Yo siento, y el Espíritu parece concordar conmigo, que la doctrina más importante que puedo declarar, y el testimonio más poderoso que puedo compartir, es el del sacrificio expiatorio del Señor Jesucristo.

Su expiación fue el acontecimiento de mayor trascendencia que ha ocurrido o que jamás ocurrirá desde el alba de la Creación a través de todas las edades de una eternidad sin fin.

Es el acto supremo de bondad y gracia que solamente un dios podría realizar. Por medio de la Expiación, se pusieron en vigor todos los términos y condiciones del eterno plan de salvación del Padre.

Mediante ella, se llevan a cabo la inmortalidad y la vida eterna del hombre, y toda la humanidad se salva de la muerte, del infierno, del diablo y del tormento eterno.

Gracias a ella, todos los que crean en el glorioso evangelio de Dios y lo obedezcan, todos los que sean verídicos y fieles, y venzan al mundo, todos aquellos que sufran por Cristo y por Su palabra, todos los que sean hostigados y azotados por la causa de Aquél a quien pertenecemos, todos llegarán a ser como su Hacedor, se sentarán con Él en Su trono y reinarán con Él para siempre en gloria sempiterna.
★ ★ ★ ★ ★ ★ ★
**EJERCICIO ESCRITO**
Contesta estas preguntas según el fragmento.
(a) ¿Quién podría realizar el acto supremo de bondad y gracia?
(b) ¿Qué se puso en vigor por medio de la Expiación?
(c) ¿De qué se salva toda la humanidad mediante la expiación?

**Fragmentos del conjunto de datos de señalamiento**
★ ★ ★ ★ ★ ★ ★
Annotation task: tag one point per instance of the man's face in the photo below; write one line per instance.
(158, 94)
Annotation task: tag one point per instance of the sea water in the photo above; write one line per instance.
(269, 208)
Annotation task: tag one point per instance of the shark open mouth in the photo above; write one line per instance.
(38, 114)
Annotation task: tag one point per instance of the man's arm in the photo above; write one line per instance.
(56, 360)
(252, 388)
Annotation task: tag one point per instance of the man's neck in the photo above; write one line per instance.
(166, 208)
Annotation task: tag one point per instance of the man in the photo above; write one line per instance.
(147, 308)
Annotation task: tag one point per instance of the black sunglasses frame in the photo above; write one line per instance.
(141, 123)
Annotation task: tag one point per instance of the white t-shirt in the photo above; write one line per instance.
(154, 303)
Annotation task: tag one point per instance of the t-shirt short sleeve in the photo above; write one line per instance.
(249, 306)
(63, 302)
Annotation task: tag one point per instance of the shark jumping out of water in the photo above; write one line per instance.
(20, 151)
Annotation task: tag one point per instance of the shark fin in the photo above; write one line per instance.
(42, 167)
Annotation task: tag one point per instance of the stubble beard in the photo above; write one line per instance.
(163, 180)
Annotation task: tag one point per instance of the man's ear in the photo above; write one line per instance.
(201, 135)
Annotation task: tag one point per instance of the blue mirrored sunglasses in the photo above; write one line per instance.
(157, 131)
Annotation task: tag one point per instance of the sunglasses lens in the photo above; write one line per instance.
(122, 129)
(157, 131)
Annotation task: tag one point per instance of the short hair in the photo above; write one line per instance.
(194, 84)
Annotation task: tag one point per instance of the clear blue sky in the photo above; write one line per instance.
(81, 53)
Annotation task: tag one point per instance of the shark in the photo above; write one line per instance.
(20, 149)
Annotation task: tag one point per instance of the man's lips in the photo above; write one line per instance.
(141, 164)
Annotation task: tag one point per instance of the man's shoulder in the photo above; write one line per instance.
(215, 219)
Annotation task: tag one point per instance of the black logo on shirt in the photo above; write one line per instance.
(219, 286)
★ ★ ★ ★ ★ ★ ★
**RESPUESTA COMPLETA**
(a) Solamente un dios podría realizarlo.
(b) Se pusieron en vigor todos los términos y condiciones del eterno plan de salvación del Padre.
(c) Se salva de la muerte, del infierno, del diablo y del tormento eterno.